§ **Document extract**
####################

Search code examples
pythonnumpymatplotlib

MemoryError in creating large numpy array


My objective is to plot a histogram given values and counts. hist only takes an array of data as input. I have tried to recreat data using np.repeat, but this gives MemoryError: Unable to allocate 15.9 GiB for an array with shape (2138500000,) and data type float64.

Wanted to know if there is a smarter way of doing this.

import numpy as np 
import matplotlib.pyplot as plt 

values = [ 1, 2, 2.5, 4, 5, 5.75, 6.5]
counts = [10**8, 10**9, 1.5*10**7, 1.25*10**7, 10**6, 10**7,10**9]

data_recreated = np.repeat(values, counts)

f1, ax = plt.subplots(1,1)

ax.hist(data_recreated, bins=5)

Solution

  • As i mentioned in comments not sure what is your ideal use cases for using repeat here? Are you trying to say you want to represent a dataset where: The value 1 appears 100 million times The value 2 appears 1 billion times and so on in orginal array?...

####################

Point placement records
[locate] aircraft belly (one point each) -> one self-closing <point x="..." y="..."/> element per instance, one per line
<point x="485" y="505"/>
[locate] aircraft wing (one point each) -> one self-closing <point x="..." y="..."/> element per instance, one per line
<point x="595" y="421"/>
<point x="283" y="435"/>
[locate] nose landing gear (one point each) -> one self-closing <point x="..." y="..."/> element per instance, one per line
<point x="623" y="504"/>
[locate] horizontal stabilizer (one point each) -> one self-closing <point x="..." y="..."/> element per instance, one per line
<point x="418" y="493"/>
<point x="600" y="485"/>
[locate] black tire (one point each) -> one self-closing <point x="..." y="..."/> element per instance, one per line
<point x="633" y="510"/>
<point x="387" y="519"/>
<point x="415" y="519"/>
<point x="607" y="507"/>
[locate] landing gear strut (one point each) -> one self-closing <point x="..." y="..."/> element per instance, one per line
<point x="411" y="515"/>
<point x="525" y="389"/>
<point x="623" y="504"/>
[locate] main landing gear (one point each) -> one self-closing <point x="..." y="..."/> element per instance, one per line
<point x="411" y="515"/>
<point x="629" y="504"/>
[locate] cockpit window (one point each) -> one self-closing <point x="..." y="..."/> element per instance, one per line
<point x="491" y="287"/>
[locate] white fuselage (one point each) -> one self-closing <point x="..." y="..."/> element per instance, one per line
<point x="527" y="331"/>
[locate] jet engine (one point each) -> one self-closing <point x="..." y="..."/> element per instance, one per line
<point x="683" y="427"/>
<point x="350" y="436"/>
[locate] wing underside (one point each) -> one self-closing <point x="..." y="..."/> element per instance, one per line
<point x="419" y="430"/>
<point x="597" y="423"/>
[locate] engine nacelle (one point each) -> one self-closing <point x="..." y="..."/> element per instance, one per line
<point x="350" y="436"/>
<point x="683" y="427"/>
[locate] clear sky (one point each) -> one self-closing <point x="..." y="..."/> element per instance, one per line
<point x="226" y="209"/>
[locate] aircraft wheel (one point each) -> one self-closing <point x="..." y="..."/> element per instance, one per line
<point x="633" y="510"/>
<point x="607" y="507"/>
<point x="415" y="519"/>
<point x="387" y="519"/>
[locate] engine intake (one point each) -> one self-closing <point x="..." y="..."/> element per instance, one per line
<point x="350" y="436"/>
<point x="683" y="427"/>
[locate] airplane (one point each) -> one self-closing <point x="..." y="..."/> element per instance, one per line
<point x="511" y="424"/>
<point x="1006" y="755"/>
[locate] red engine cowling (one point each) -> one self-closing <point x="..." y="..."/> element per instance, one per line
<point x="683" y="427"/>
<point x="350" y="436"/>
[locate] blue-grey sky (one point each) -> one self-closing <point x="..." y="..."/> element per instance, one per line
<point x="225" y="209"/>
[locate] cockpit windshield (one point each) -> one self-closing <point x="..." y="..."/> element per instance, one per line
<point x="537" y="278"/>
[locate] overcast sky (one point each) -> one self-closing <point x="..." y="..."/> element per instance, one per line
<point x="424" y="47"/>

####################

§ **Exercise 1**
Answer these questions from the MemoryError thread:
(a) Which numpy function was used to recreate the data?
(b) How much memory could not be allocated?
(c) What value is given for bins in the call to ax.hist?
§ **Exercise 2**
Do these statements agree with the MemoryError thread? Answer yes or no for each, quoting the deciding words.
(a) hist can take values and counts directly as input.
(b) The failed array has data type float64.
(c) The solution says the value 2 appears 100 million times.
§ **Exercise 3**
From the MemoryError thread, copy the part that opens with the words containing "My objective is" and closes with "data type float64.".

§ **Complete response 1**
(a) np.repeat
(b) 15.9 GiB
(c) 5

§ **Complete response 2**
(a) No: "hist only takes an array of data as input."
(b) Yes: "data type float64"
(c) No: "The value 2 appears 1 billion times"

§ **Complete response 3**
My objective is to plot a histogram given values and counts. hist only takes an array of data as input. I have tried to recreat data using np.repeat, but this gives MemoryError: Unable to allocate 15.9 GiB for an array with shape (2138500000,) and data type float64.